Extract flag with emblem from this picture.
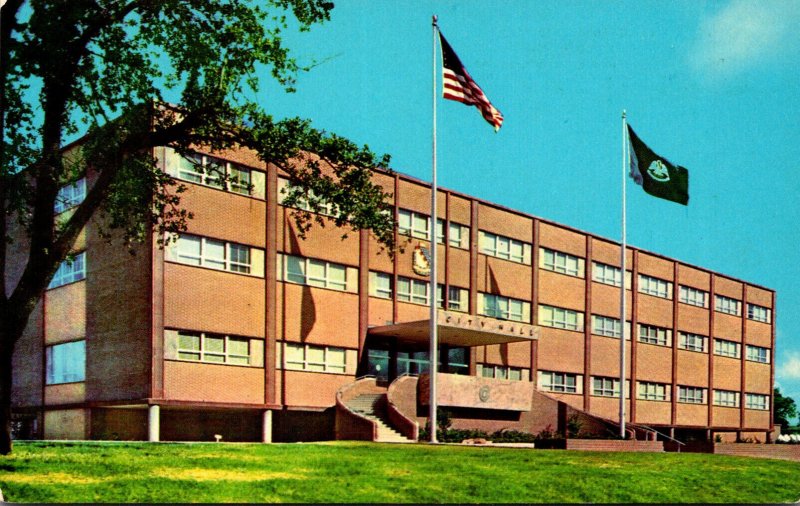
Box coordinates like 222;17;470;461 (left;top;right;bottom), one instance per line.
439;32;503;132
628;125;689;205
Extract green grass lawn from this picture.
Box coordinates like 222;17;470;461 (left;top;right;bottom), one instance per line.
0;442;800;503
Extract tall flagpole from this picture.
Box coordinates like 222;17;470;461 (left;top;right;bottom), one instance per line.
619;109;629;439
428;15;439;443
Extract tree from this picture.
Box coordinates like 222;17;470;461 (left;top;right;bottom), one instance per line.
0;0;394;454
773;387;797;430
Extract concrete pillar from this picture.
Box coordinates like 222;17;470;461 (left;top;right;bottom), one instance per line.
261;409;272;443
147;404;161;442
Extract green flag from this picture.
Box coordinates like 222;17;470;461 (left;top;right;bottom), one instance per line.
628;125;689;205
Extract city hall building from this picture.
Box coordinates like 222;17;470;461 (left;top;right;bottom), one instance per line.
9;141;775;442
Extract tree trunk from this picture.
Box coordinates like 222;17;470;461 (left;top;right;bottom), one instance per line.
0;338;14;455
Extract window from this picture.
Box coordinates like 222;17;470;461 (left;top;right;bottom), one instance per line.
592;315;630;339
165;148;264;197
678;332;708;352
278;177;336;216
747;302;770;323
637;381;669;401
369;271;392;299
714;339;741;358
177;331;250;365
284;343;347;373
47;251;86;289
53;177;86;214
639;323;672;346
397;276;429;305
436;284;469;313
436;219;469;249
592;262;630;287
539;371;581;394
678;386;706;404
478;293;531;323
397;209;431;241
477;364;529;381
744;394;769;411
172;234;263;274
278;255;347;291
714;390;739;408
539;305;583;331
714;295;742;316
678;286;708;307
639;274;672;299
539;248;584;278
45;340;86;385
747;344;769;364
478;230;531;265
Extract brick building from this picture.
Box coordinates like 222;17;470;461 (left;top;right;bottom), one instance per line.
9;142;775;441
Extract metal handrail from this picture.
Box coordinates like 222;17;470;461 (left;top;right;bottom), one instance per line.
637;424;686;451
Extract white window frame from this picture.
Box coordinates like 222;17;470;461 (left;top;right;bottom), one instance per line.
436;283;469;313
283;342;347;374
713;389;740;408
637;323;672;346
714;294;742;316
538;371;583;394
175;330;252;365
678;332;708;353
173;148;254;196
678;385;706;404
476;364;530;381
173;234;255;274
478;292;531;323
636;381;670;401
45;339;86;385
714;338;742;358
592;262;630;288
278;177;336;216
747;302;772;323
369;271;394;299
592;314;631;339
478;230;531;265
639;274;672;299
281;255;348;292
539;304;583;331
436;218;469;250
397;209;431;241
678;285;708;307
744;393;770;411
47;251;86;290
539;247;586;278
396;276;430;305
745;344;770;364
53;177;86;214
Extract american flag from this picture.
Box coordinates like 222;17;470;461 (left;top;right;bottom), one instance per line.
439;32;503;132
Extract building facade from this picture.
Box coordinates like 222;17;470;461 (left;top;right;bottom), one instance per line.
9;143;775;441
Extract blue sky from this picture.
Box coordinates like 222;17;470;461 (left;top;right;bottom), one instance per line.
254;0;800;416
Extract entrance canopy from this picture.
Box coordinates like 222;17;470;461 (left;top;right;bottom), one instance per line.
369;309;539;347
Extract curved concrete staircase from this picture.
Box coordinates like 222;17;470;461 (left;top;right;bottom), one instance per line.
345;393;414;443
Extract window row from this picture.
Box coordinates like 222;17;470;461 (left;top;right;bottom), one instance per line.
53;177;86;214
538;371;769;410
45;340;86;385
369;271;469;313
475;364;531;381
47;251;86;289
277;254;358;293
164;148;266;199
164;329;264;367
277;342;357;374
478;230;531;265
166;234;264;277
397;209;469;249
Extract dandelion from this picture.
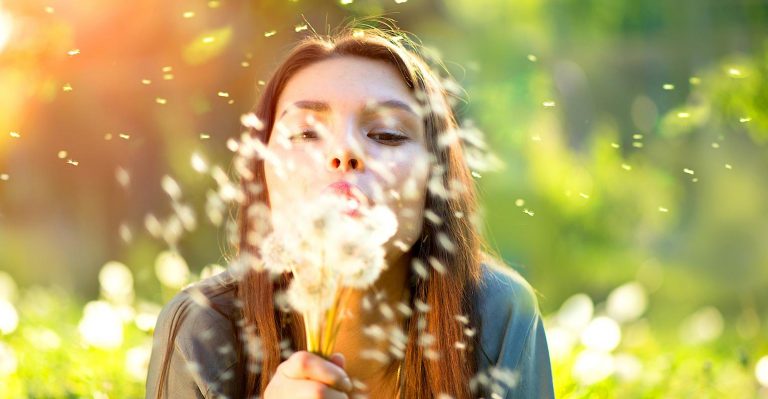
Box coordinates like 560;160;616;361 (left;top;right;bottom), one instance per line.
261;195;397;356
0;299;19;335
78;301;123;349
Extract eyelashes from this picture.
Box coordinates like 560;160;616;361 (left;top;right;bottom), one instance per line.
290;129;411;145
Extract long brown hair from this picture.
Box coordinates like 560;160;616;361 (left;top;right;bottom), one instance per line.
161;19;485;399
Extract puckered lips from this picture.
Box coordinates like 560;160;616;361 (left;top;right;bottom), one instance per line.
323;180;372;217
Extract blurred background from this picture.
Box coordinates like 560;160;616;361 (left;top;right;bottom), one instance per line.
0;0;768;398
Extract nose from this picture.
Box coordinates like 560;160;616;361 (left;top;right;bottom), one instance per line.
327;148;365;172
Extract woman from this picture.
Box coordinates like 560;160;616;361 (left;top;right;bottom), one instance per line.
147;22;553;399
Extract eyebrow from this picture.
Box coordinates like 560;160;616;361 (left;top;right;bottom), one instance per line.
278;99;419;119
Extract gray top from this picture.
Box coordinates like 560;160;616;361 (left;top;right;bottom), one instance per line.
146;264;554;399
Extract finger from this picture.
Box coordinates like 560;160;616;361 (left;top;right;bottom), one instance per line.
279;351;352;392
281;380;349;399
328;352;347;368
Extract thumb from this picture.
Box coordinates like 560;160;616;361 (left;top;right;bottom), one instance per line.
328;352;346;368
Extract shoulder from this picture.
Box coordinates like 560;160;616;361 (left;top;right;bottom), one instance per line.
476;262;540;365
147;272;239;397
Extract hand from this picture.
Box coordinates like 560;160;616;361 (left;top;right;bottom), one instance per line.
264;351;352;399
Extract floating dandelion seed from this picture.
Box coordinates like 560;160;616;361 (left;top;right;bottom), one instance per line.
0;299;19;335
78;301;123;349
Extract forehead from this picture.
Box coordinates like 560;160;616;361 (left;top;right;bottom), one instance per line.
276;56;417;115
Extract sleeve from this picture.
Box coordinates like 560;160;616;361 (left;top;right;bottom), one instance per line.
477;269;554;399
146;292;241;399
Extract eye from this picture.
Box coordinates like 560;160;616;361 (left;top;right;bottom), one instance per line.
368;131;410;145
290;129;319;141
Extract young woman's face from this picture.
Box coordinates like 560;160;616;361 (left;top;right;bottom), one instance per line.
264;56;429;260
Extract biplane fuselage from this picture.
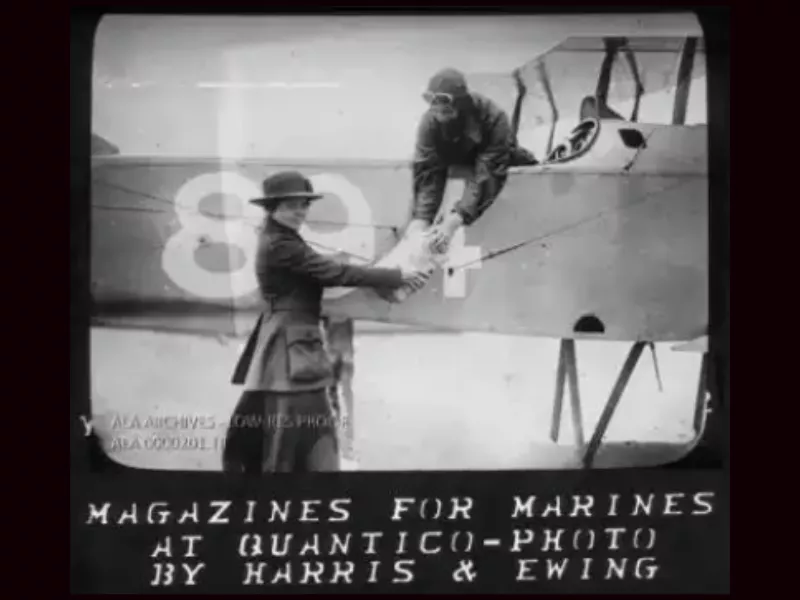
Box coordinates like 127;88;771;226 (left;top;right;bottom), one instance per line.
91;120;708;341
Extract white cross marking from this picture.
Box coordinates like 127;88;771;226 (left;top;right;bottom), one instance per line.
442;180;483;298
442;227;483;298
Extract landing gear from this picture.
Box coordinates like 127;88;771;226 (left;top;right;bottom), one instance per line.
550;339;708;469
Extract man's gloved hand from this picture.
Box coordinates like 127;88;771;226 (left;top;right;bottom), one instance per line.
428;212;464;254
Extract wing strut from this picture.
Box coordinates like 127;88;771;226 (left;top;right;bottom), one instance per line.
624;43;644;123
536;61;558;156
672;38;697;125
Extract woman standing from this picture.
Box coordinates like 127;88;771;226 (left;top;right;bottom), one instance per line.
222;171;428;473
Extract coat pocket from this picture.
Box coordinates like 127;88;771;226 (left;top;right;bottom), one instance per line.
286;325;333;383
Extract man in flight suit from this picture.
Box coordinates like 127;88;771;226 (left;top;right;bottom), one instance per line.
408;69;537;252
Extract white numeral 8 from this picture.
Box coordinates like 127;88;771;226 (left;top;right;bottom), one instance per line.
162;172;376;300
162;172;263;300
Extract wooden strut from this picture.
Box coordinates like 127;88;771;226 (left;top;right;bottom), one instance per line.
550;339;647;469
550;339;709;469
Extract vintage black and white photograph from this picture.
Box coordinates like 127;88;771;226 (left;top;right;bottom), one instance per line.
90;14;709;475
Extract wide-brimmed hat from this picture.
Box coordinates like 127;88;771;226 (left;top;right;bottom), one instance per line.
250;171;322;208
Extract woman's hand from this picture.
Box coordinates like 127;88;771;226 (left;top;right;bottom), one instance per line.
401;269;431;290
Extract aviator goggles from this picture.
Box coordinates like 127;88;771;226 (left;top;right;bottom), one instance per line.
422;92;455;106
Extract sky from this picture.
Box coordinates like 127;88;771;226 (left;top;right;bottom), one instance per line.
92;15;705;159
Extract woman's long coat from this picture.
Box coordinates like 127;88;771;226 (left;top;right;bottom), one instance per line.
● ● ● ● ●
**Instructions to follow**
Scale the items by rewriting every line, requests included, starting at the line that has "Extract building facade from this picture." and stopping after the line that has "345;393;414;443". In the answers, multiply each box coordinate by 0.55 and round to a whole number, halves up, but leave the requests and their sample coordinates as they are.

**Result of the exercise**
Extract building facade from this picture.
Box coordinates like 222;17;470;461 (left;top;right;bottom), one instance per line.
5;79;426;243
Extract blue sky from this picture.
Box coordinates like 222;17;470;461 (left;top;right;bottom), one instance per line.
140;0;440;229
Extract entrance canopy from this picture.
Box coordinates like 222;17;470;461 (left;top;right;bottom), one instance per line.
203;170;296;191
Extract curved concrete staircase from this picture.
Box coordinates like 222;17;470;461 (left;top;right;bottom), one instance per line.
190;216;228;244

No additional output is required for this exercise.